◆ **Given problem**
Print all of the data below line for line, without changing a single word.

━━━ Records provided

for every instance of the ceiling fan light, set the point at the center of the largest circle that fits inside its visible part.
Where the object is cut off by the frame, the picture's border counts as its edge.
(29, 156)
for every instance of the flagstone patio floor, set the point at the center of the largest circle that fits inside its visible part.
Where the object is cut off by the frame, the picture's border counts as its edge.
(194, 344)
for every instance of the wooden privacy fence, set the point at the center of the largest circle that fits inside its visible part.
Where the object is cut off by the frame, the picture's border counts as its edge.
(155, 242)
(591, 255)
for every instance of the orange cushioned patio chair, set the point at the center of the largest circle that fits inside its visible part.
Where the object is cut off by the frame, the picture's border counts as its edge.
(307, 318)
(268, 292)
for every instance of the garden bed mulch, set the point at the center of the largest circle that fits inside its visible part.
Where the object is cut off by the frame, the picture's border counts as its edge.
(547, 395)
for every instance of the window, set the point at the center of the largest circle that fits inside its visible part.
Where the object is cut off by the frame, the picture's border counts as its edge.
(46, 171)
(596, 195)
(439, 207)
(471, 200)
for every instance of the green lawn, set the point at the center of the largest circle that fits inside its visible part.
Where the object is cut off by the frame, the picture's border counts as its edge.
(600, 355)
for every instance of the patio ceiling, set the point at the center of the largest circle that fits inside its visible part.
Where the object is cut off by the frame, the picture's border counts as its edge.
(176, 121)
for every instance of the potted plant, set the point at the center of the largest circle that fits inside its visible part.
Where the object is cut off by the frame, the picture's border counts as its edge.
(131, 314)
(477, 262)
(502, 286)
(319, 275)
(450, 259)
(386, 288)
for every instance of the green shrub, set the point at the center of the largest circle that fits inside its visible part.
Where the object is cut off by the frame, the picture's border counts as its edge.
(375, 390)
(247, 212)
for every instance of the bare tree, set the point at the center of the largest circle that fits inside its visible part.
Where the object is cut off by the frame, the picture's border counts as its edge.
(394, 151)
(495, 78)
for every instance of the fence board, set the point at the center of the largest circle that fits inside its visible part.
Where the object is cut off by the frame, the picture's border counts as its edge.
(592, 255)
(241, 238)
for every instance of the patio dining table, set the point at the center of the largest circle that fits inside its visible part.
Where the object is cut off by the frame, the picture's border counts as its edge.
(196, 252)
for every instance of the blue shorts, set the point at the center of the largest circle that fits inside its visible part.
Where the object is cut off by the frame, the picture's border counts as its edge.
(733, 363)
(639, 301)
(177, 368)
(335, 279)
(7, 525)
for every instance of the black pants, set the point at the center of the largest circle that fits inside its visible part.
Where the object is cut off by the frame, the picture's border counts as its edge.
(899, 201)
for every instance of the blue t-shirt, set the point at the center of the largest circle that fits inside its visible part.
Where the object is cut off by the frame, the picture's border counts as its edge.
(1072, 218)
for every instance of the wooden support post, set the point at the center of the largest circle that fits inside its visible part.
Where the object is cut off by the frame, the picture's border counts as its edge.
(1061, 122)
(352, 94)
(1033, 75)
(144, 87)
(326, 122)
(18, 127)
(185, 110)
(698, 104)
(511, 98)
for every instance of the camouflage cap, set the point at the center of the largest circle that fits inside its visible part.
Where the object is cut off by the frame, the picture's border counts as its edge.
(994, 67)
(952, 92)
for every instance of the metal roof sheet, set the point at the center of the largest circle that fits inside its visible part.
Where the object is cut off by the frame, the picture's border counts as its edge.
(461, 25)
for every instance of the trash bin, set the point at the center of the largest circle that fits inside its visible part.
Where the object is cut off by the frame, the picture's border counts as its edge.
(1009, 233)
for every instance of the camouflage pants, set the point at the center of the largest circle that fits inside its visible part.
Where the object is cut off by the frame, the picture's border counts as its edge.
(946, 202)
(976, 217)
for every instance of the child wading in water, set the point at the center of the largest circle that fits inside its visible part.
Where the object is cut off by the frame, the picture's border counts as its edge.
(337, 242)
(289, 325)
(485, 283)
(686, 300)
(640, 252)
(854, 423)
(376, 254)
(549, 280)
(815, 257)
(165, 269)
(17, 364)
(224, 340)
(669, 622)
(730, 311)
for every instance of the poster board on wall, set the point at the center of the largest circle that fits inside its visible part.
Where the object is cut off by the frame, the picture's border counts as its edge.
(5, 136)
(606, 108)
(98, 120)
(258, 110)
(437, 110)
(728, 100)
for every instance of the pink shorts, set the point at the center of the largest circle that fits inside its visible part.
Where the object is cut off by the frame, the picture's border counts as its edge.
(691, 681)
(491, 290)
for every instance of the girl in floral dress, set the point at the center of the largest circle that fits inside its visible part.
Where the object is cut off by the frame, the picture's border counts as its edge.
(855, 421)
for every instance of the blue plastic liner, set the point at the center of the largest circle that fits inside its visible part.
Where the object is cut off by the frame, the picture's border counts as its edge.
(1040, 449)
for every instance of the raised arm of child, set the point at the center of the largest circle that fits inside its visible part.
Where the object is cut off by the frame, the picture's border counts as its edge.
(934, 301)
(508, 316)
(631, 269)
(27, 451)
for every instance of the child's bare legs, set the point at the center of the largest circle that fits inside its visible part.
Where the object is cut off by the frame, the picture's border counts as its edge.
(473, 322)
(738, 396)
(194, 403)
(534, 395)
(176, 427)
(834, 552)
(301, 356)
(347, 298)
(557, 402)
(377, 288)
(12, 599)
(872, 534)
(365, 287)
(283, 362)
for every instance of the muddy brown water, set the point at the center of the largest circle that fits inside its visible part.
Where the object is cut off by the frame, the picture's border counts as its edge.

━━━━━━

◆ **Reply to the exercise**
for every instance of the ceiling fan light, set the point at the center of the largest circle that fits inside its visible part.
Where the object is cut off by the frame, the picture's border counts as its edge.
(29, 156)
for every instance of the flagstone patio floor, set the point at the center of the largest circle that fits inside its visible part.
Where the object is cut off by the frame, the picture's border counts as its edge.
(194, 344)
for every instance of the wooden privacy fence, set the point at the center of the largest circle that fits inside its visible part.
Where the object is cut off by the frame, the picture's border counts as its edge.
(155, 242)
(591, 255)
for every instance of the orange cushioned patio chair, set the point at the center of the largest circle that fits inside its visible part.
Where the object is cut off by the frame, the picture's border counts as its edge.
(307, 318)
(268, 292)
for every instance of the garden bed mulch, set the point at the center of the largest circle that fits inside its visible part.
Where the object is cut off by the frame, the picture's border counts as its edge.
(547, 395)
for every instance of the window, set the point at the center of the largest circle that fits inside its visible part.
Where the object is cut off by the frame, the picture's border counts as its edge.
(46, 171)
(596, 195)
(439, 207)
(471, 200)
for every instance of the green lawn, set the point at the center of the largest circle that fits inside its visible part.
Where the object is cut off by the frame, the picture's border counts as its edge.
(600, 355)
for every instance of the patio ceiling, set the point at the center of the largest circle that fits inside its visible part.
Where the object is cut off by the frame, the picture's border counts as its edge.
(176, 121)
for every instance of the potted plant, set the point at the center of the largest circle that fits inside its visible part.
Where the object is cut off by the frame, the picture's border counts as its edge.
(131, 314)
(477, 262)
(502, 286)
(319, 275)
(450, 259)
(386, 288)
for every instance of the green shrub, set the point at the center of the largest circle that fits inside its visible part.
Where the object is cut off by the frame, the picture's border counts as its edge.
(375, 390)
(247, 212)
for every instance of the bare tree, set the point at the center of the largest circle that fits inside its visible part.
Where the object is cut off by the frame, the picture's border counts as its edge.
(394, 151)
(495, 78)
for every instance of the fence board, set the point at the center of the largest circle that fits inside its visible part.
Where the object is cut off by the frame, the picture's border counts as its edge.
(592, 255)
(241, 238)
for every instance of the patio dining table, set the point at the center of the largest circle that fits inside its visible part.
Where the object is cut off by the frame, the picture's border counts as its edge.
(196, 252)
for every instance of the blue shorts, set the point at the center of the largest circle that fits inside its visible part.
Where the object is cut off by the frame, the picture's border counts as its edge.
(733, 363)
(639, 301)
(177, 368)
(335, 279)
(7, 525)
for every instance of the black pants, set the point at the center of the largest circle that fits inside its visible part.
Where the object is cut off by the frame, the picture's border counts as its edge.
(899, 201)
for every instance of the blue t-shirt, set the point at the center of the largest circle that fits inside its visible part.
Where the object is cut off by the frame, the picture's border counts as its edge.
(1072, 218)
for every instance of the wooden support post, set the point at the center of the largest circle that fits inside its visible part.
Where the object is cut off by the frame, the picture's border counts as its edge.
(1061, 122)
(352, 94)
(1033, 75)
(144, 87)
(326, 122)
(18, 127)
(185, 110)
(698, 104)
(511, 98)
for every instance of the camouflage cap, set the point at the center of the largest circle that fits inside its visible part.
Where the object is cut off by the frame, the picture's border counts as its edge.
(994, 67)
(952, 92)
for every instance of the metal roof sheet, set the point at the center of the largest circle that fits inside its visible part.
Where the object is cut off by the frame, the picture's border counts as its edge.
(461, 25)
for every instance of the trash bin, set the point at the center of the largest circle that fits inside its visible part.
Where the object is cut off by the frame, the picture's border counts as its edge.
(1009, 233)
for every instance of the camouflage pants, set the point at the center of the largest circle that fits inside its visible part.
Where the object is cut off by the frame, the picture's border counts as its edge.
(946, 202)
(976, 217)
for every instance of the child wading in water, set the point at the center of the largest circle that fits inside its visible part.
Where the object is cut off by the frame, the picture's border counts as its edge.
(337, 242)
(289, 325)
(485, 283)
(686, 300)
(640, 252)
(854, 423)
(376, 254)
(549, 280)
(815, 257)
(165, 269)
(17, 364)
(224, 340)
(669, 622)
(730, 311)
for every instance of the poster board on wall, set the point at the center of the largest circle that fits inside its visible part.
Where the object is cut off by the frame, the picture's border counts as its edge.
(5, 136)
(606, 108)
(98, 120)
(258, 110)
(437, 110)
(728, 100)
for every instance of the pink shorts, set the point at the center of the largest circle that fits inside its visible part.
Where the object is cut off by the frame, the picture's border counts as its edge.
(691, 681)
(491, 290)
for every instance of the girl in floral dress, set the point at the center of the largest circle that fits inside its visible part.
Where the object is cut off by the frame, the picture's border counts as its edge.
(855, 421)
for every instance of the blue plastic liner, set the point at the center of the largest circle that fits inside its visible part.
Where the object is cut off by the frame, the picture's border counts as its edge.
(1040, 449)
for every instance of the raised arm of child, set the point at the center of the largest circle that fits inside its visible part.
Where the object is cut off by the frame, the picture's border counts as its edge.
(934, 301)
(508, 316)
(631, 269)
(27, 451)
for every instance of the child's bare legs, set the point at the center of the largest circle that fits inside its visible part.
Where the object is cut off by the frame, the picture's border counts as its edge.
(473, 322)
(738, 396)
(194, 403)
(534, 395)
(176, 427)
(834, 552)
(301, 356)
(347, 298)
(557, 402)
(377, 288)
(12, 599)
(872, 534)
(365, 287)
(283, 362)
for every instance of the muddy brown water, set the point at the center of the largest circle that fits inside its visible part.
Where the object is cut off by the frame, the picture's border counts as its edge.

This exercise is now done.